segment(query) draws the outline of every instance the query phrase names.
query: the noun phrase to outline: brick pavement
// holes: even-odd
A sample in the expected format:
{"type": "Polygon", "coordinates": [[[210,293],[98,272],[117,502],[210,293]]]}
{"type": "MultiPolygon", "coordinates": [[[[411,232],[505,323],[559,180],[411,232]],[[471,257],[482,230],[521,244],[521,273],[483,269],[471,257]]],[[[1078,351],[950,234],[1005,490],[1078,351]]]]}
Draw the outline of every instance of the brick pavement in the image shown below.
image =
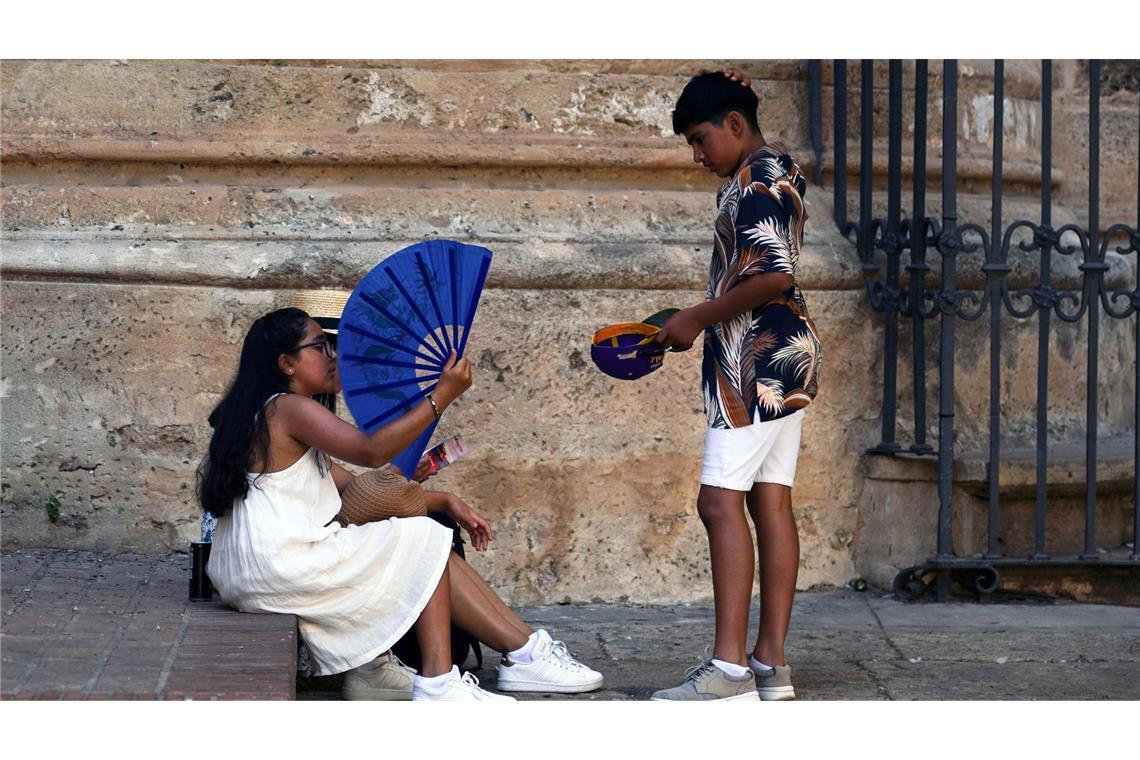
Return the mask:
{"type": "MultiPolygon", "coordinates": [[[[297,683],[292,617],[191,603],[186,566],[184,556],[0,554],[0,699],[340,699],[340,676],[297,683]]],[[[606,676],[591,694],[528,699],[647,699],[699,661],[713,627],[708,604],[519,613],[606,676]]],[[[1140,699],[1137,607],[832,589],[796,595],[788,644],[802,701],[1140,699]]],[[[498,657],[485,655],[478,676],[493,690],[498,657]]]]}
{"type": "Polygon", "coordinates": [[[293,699],[297,626],[188,600],[187,558],[0,555],[0,699],[293,699]]]}

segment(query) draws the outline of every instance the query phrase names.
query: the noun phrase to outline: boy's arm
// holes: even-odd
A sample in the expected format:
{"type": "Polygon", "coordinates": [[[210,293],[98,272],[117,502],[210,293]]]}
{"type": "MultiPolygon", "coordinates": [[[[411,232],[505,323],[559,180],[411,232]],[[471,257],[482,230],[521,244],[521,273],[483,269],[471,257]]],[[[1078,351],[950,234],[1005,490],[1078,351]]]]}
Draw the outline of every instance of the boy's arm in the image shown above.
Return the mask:
{"type": "Polygon", "coordinates": [[[760,272],[747,277],[724,295],[674,314],[657,333],[657,342],[675,351],[688,351],[705,328],[771,301],[790,288],[792,282],[792,276],[783,272],[760,272]]]}
{"type": "Polygon", "coordinates": [[[788,210],[779,195],[756,184],[740,199],[735,219],[739,267],[734,284],[721,295],[677,312],[657,334],[657,341],[687,351],[705,328],[744,314],[786,291],[795,282],[786,243],[788,210]]]}

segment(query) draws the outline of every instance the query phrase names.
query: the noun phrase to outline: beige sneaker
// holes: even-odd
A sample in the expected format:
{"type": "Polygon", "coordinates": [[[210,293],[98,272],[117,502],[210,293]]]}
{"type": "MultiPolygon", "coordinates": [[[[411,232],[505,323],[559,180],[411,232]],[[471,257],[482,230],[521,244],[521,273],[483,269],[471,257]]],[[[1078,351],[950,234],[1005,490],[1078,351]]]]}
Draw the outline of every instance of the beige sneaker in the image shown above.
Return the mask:
{"type": "Polygon", "coordinates": [[[344,698],[354,701],[410,701],[416,671],[388,652],[372,662],[348,671],[344,677],[344,698]]]}
{"type": "Polygon", "coordinates": [[[765,702],[795,699],[796,690],[792,688],[792,667],[790,665],[777,665],[767,670],[757,669],[749,659],[748,664],[752,674],[756,676],[756,692],[765,702]]]}
{"type": "Polygon", "coordinates": [[[650,699],[688,702],[704,702],[714,699],[725,702],[732,700],[758,702],[760,697],[756,693],[756,679],[753,678],[752,671],[740,678],[733,678],[713,665],[712,660],[709,660],[685,671],[685,682],[680,686],[655,692],[650,699]]]}

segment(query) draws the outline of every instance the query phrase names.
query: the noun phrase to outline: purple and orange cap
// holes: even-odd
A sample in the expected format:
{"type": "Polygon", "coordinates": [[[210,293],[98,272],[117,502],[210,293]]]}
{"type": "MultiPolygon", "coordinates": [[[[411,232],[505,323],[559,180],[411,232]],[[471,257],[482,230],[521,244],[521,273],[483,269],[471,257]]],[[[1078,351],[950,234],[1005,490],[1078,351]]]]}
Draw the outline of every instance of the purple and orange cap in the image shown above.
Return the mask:
{"type": "Polygon", "coordinates": [[[677,309],[663,309],[640,322],[619,322],[594,333],[590,358],[598,369],[618,380],[637,380],[658,369],[665,347],[657,333],[677,309]]]}

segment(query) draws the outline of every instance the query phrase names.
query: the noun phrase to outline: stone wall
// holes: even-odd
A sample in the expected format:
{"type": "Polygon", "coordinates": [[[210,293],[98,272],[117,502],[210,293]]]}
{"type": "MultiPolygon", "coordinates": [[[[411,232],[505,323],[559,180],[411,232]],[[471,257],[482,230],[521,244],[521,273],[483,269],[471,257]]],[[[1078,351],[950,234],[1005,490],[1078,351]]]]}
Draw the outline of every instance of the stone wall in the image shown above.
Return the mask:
-------
Restate the data above word for word, omitting every picture.

**Written response:**
segment(query) draws the outline of every instance the query phrase names.
query: the noun phrase to outline: brick pavement
// holes: even-odd
A sample in the expected format:
{"type": "Polygon", "coordinates": [[[210,293],[98,272],[117,502],[210,293]]]}
{"type": "MultiPolygon", "coordinates": [[[[411,232],[505,323],[559,180],[411,232]],[[471,257],[482,230],[521,244],[521,273],[483,269],[471,257]]],[[[1078,351],[950,234],[1005,490],[1078,351]]]]}
Draw the outline of every instance of the brick pavement in the image shown below.
image =
Return the mask:
{"type": "MultiPolygon", "coordinates": [[[[297,683],[292,617],[191,603],[186,566],[184,556],[0,554],[0,699],[340,699],[340,676],[297,683]]],[[[606,676],[591,694],[528,699],[647,699],[699,661],[713,627],[708,604],[519,613],[606,676]]],[[[1140,699],[1137,607],[832,589],[796,595],[788,644],[802,701],[1140,699]]],[[[498,657],[485,655],[478,676],[493,690],[498,657]]]]}
{"type": "Polygon", "coordinates": [[[293,699],[297,626],[188,600],[187,558],[0,555],[0,699],[293,699]]]}

segment(query) draws the outline of every instance the query phrase names.
query: the noun phrase to outline: boy's arm
// holes: even-odd
A sample in the expected format:
{"type": "Polygon", "coordinates": [[[210,293],[98,272],[117,502],[210,293]]]}
{"type": "MultiPolygon", "coordinates": [[[[411,232],[505,323],[559,180],[411,232]],[[471,257],[482,230],[521,244],[521,273],[483,269],[471,257]]],[[[1078,351],[950,234],[1005,490],[1078,351]]]]}
Draw the outline of every instance of the boy's arm in the image shown above.
Return the mask:
{"type": "Polygon", "coordinates": [[[760,272],[747,277],[724,295],[674,314],[657,333],[657,342],[675,351],[688,351],[705,328],[771,301],[790,288],[792,282],[792,276],[783,272],[760,272]]]}
{"type": "Polygon", "coordinates": [[[788,210],[779,195],[756,184],[740,199],[735,219],[739,267],[734,284],[721,295],[677,312],[657,334],[657,341],[687,351],[705,328],[744,314],[786,291],[795,282],[786,243],[788,210]]]}

segment(query) draws the outline of every instance the query phrase names.
query: the noun phrase to outline: beige sneaker
// holes: even-odd
A sample in the expected format:
{"type": "Polygon", "coordinates": [[[210,293],[98,272],[117,502],[210,293]]]}
{"type": "MultiPolygon", "coordinates": [[[[411,232],[505,323],[559,180],[411,232]],[[471,257],[482,230],[521,244],[521,273],[483,269],[471,257]]],[[[1078,351],[950,234],[1005,490],[1078,351]]]]}
Draw the outline of every instance of the beige sneaker in the image shown above.
Return the mask:
{"type": "Polygon", "coordinates": [[[344,698],[354,701],[410,701],[416,671],[388,652],[372,662],[348,671],[344,677],[344,698]]]}
{"type": "Polygon", "coordinates": [[[765,702],[795,699],[796,690],[792,688],[792,667],[790,665],[777,665],[767,670],[757,669],[749,659],[748,664],[752,674],[756,676],[756,692],[765,702]]]}
{"type": "Polygon", "coordinates": [[[650,699],[688,702],[704,702],[714,699],[725,702],[732,700],[758,702],[760,697],[756,693],[756,679],[753,678],[752,671],[740,678],[733,678],[713,665],[712,660],[709,660],[685,671],[685,682],[680,686],[655,692],[650,699]]]}

segment(query) draws the outline of every instance the query phrase names.
query: the noun phrase to outline: purple and orange cap
// holes: even-odd
A sample in the expected format:
{"type": "Polygon", "coordinates": [[[210,293],[98,272],[117,502],[210,293]]]}
{"type": "MultiPolygon", "coordinates": [[[[411,232],[505,323],[559,180],[411,232]],[[471,257],[482,230],[521,244],[521,273],[483,269],[471,257]]],[[[1078,351],[950,234],[1005,490],[1078,351]]]]}
Draw the outline of every instance of the purple and orange cap in the image shown above.
Return the mask:
{"type": "Polygon", "coordinates": [[[677,309],[663,309],[640,322],[619,322],[594,333],[590,358],[598,369],[618,380],[637,380],[658,369],[665,347],[657,333],[677,309]]]}

segment(query) draws the outline of every instance the query phrase names.
query: the noun phrase to outline: stone wall
// holes: even-odd
A sample in the expected format:
{"type": "Polygon", "coordinates": [[[210,293],[98,272],[117,502],[210,293]]]}
{"type": "MultiPolygon", "coordinates": [[[[411,232],[505,323],[559,180],[411,232]],[[471,257],[482,230],[521,244],[521,273],[483,269],[471,257]]],[[[1078,351],[950,234],[1005,490],[1078,351]]]]}
Draw the outline of every instance of the stone wall in the image shown above.
Return the mask:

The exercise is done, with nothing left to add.